-- BEGIN --

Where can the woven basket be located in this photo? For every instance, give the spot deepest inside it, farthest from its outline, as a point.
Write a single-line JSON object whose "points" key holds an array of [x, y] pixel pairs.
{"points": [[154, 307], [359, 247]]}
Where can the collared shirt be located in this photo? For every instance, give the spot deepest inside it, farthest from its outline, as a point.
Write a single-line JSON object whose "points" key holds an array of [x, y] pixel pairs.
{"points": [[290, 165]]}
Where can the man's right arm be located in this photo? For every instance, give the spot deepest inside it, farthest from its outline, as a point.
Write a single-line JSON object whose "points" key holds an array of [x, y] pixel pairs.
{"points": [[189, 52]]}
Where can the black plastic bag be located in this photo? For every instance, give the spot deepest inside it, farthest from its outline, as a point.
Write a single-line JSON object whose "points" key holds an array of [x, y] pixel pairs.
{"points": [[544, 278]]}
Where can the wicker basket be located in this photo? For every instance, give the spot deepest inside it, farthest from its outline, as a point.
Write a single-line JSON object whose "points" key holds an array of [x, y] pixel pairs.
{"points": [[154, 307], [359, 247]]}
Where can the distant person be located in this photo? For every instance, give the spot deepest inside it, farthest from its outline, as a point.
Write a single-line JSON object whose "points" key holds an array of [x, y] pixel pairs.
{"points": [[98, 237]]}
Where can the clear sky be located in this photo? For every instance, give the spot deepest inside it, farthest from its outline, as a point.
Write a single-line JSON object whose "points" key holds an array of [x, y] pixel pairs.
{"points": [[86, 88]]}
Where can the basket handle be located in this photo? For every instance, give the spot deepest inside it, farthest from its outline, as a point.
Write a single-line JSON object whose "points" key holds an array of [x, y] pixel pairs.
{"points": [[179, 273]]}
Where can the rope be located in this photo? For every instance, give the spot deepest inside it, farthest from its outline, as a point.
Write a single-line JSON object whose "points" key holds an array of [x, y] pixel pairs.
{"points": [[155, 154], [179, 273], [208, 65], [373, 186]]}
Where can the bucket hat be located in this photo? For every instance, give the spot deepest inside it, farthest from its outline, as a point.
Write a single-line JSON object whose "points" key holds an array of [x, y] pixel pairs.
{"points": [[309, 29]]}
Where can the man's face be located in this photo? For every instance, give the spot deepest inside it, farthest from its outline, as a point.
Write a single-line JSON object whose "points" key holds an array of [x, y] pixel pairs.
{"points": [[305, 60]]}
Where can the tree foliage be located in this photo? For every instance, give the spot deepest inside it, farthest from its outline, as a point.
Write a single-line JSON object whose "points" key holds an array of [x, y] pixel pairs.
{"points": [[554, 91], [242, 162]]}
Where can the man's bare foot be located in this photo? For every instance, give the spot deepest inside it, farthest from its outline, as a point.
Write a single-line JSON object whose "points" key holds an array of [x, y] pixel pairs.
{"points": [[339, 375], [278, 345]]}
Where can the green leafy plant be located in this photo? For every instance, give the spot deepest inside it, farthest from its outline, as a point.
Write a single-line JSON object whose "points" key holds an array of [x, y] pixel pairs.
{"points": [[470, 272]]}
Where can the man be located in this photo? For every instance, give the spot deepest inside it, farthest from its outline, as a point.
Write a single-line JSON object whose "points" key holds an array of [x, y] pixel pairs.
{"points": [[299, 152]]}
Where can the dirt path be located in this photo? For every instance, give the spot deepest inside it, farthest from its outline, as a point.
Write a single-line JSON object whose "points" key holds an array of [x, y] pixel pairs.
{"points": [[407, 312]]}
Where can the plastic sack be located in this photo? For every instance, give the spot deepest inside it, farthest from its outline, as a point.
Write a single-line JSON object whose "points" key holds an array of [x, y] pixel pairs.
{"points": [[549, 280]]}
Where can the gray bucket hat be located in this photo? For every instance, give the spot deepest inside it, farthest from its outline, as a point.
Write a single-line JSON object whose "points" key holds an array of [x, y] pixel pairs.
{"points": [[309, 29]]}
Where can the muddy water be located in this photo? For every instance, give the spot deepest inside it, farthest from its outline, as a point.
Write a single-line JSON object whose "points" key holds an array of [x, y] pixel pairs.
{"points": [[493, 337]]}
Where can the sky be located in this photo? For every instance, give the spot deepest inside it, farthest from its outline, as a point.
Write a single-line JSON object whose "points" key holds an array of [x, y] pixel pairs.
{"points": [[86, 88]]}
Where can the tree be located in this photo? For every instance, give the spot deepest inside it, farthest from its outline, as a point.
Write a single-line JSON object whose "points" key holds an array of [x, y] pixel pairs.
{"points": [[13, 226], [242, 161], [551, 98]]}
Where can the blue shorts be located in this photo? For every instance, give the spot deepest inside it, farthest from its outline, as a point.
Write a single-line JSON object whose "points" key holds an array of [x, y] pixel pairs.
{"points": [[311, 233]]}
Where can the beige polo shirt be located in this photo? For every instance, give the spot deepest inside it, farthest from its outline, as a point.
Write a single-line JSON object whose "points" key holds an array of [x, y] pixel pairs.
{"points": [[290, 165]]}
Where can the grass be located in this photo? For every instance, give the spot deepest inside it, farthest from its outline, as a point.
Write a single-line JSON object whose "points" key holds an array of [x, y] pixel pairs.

-- END --

# Problem
Print the material above once more, exactly.

# Task result
Where can the woven basket be located in this photo? For every instance, give the spot deepest inside it, farthest from its outline, as a point.
Write a single-line JSON object whose "points" key holds an array of [x, y] pixel pairs.
{"points": [[154, 307], [359, 247]]}
Where can the collared shirt be located in this photo? For every instance, give the spot deepest inside it, farthest from its outline, as a point.
Write a single-line JSON object whose "points" key holds an array of [x, y] pixel pairs.
{"points": [[290, 165]]}
Where can the man's right arm be located in this photo? For every instance, give the spot deepest inside it, farthest from its outline, as a point.
Write a single-line JSON object whose "points" key holds an array of [x, y] pixel pairs.
{"points": [[189, 52]]}
Where can the black plastic bag be located in this photo? For every instance, give the spot deepest inside it, farthest from its outline, as a point.
Write a single-line JSON object whose "points" key holds an array of [x, y] pixel pairs.
{"points": [[544, 278]]}
Where can the wicker basket be located in this photo? For every instance, give the spot deepest inside it, farthest from its outline, as a point.
Write a single-line JSON object whose "points" key holds an array of [x, y] pixel pairs.
{"points": [[154, 307], [359, 247]]}
Where can the distant person be located in this photo? For every instance, give the spot deepest inside it, farthest from its outline, as a point.
Write a single-line JSON object whose "points" key holds an array of [x, y] pixel pairs.
{"points": [[98, 237]]}
Where can the clear sky be located in this photo? For every instance, give the spot deepest inside it, farthest from its outline, as a point.
Write a single-line JSON object whose "points" key holds an array of [x, y] pixel pairs.
{"points": [[86, 88]]}
Where can the basket handle be located in this photo? For every instance, give the spot deepest inside it, farthest from its outline, as a point.
Write a single-line JSON object whose "points" key holds an array of [x, y] pixel pairs.
{"points": [[179, 273]]}
Where can the rope be located in this photo? For every instance, give the spot deepest inside it, farthest from its outline, as a point.
Write a single-line JSON object whose "points" key holds an array of [x, y] pixel pairs.
{"points": [[155, 154], [179, 273], [208, 65], [373, 186]]}
Where can the bucket hat be located in this photo? For every instance, give the spot deepest inside it, farthest from its outline, as a point.
Write a single-line JSON object whose "points" key holds an array of [x, y] pixel pairs.
{"points": [[309, 29]]}
Where can the man's face be located in this photo? For every instance, give the spot deepest inside it, farthest from its outline, as a point.
Write a single-line JSON object whose "points" key holds an array of [x, y] pixel pairs.
{"points": [[305, 60]]}
Where can the tree foliage be located in this photo? For every instance, give the spot deepest inside it, farthest from its outline, as a point.
Write a single-line JSON object whose "points" key holds an array of [x, y] pixel pairs.
{"points": [[554, 91], [242, 162]]}
Where can the man's bare foot be located in this photo? For every instance, give the spot deepest inside it, farthest from its outline, as a point.
Write a single-line JSON object whose "points" key holds an array of [x, y] pixel pairs.
{"points": [[339, 375], [278, 345]]}
Where can the green leafy plant be located in this photo? For every instance, give the spot deepest inside it, farthest from its outline, as a point.
Write a single-line JSON object whose "points" key holds an array of [x, y] pixel pairs.
{"points": [[470, 272]]}
Where can the man be located in this photo? For every instance, give the spot deepest inside it, farthest from its outline, as a point.
Write a single-line JSON object whose "points" key holds an array of [x, y] pixel pairs.
{"points": [[299, 152]]}
Where can the dirt path be located in this photo? For every instance, give the spot deepest inside it, farthest from its outline, as a point.
Write a single-line JSON object whose "points" key holds an array of [x, y] pixel pairs.
{"points": [[407, 312]]}
Where can the plastic sack be located in this photo? For every instance, give the spot deepest inside it, farthest from its outline, as a point.
Write a single-line JSON object whose "points" key holds an array of [x, y] pixel pairs.
{"points": [[549, 280]]}
Where can the gray bucket hat be located in this photo? For every instance, give the spot deepest inside it, farthest from its outline, as a point.
Write a single-line JSON object whose "points" key holds an array of [x, y] pixel pairs.
{"points": [[309, 29]]}
Where can the muddy water be located in this photo? For every instance, give the spot deepest inside it, farthest from its outline, as a point.
Write a single-line JSON object whose "points" key holds an array of [x, y] pixel pairs.
{"points": [[493, 337]]}
Where can the sky be located in this photo? For every instance, give the spot deepest inside it, farthest from its outline, as a point.
Write a single-line JSON object whose "points" key holds an array of [x, y] pixel pairs.
{"points": [[86, 88]]}
Where can the tree be located in this photo? For every instance, give the spot deepest inside it, farthest from its outline, as a point.
Write a single-line JSON object whose "points" key holds an array of [x, y] pixel pairs.
{"points": [[13, 226], [242, 161], [551, 98]]}
Where can the blue shorts be located in this photo? For every instance, give the spot deepest inside it, farthest from its outline, as a point.
Write a single-line JSON object whose "points" key holds an array of [x, y] pixel pairs.
{"points": [[311, 233]]}
Where can the beige polo shirt be located in this photo? For every instance, give the spot deepest inside it, farthest from its outline, as a point.
Write a single-line JSON object whose "points" key holds an array of [x, y] pixel pairs.
{"points": [[290, 165]]}
Where can the grass be located in this photo? For every instance, give the spot deepest inside it, farthest from its outline, as a point.
Write a single-line JSON object whose "points" key holds an array of [x, y] pixel pairs.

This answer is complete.